(Description of the task):
Reproduce the records below verbatim, from the line that contains "As a warehouse robot's perception module, locate curly" through the last line of the records, both included.

(Data for this task):

■ ■ ■ ■ ■ ■ ■

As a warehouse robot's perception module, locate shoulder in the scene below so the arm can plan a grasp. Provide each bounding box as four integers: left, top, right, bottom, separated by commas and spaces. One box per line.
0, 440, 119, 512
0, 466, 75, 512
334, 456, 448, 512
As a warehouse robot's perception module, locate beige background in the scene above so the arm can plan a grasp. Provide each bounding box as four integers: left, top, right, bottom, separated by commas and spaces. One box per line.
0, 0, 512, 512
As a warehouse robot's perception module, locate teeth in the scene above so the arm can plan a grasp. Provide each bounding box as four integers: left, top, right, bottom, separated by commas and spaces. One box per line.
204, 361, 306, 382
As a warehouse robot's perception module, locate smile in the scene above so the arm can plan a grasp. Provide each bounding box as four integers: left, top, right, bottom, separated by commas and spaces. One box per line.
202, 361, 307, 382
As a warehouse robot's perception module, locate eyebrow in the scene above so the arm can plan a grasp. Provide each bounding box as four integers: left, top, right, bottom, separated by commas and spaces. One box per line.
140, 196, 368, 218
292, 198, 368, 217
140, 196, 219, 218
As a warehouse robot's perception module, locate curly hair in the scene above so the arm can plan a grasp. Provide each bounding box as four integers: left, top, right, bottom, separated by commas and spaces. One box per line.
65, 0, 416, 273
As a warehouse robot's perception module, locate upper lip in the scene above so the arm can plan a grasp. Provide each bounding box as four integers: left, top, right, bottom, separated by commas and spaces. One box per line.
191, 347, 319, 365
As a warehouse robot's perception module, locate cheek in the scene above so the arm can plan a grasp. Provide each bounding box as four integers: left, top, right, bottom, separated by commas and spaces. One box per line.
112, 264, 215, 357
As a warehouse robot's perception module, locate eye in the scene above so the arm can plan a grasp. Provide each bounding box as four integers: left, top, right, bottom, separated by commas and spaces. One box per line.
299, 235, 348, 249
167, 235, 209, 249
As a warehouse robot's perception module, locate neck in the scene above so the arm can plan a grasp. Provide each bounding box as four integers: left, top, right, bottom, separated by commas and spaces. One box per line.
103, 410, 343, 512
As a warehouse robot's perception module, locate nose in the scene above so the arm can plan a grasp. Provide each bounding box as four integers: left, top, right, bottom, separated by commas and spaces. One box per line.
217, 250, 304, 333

■ ■ ■ ■ ■ ■ ■

(Problem solution):
As a warehouse robot's perception module, locate curly hair in the scene above so the arm can plan a grasp. Provide each bounding box as four integers: left, top, right, bottom, separated by commas and spaces. One box per line.
65, 0, 416, 273
As a warehouse robot's perception module, locate upper lip in the scene above so the arm can plan a grasp. Provide each bounding box as four integers: left, top, right, bottom, separated by commas and spaces. One box per line.
191, 347, 319, 365
As a warehouse robot's perception module, locate cheek in the scene above so the arm can plan a grasp. Provide each bounding box as four integers: left, top, right, bottom, separated by commas and spaces. One box per line.
112, 264, 215, 357
As a warehouse robot's perception module, locate eye in the scene above so the arm can plan a grasp. Provide each bounding box as four integers: left, top, right, bottom, separated by commas and spaces. One box per line.
299, 235, 348, 249
167, 235, 209, 249
As a warehouse robot's perception module, locate neck in the scene above so the arm can plan a grasp. Provide each bounding box as four integers: left, top, right, bottom, separated by commas and spaces. One box per line.
103, 410, 343, 512
As a warehouse robot's perception module, locate nose in the scene above so the arm can plan a grasp. Provide each bounding box as four integers: left, top, right, bottom, separated by commas and spaces. One box per line.
217, 250, 304, 333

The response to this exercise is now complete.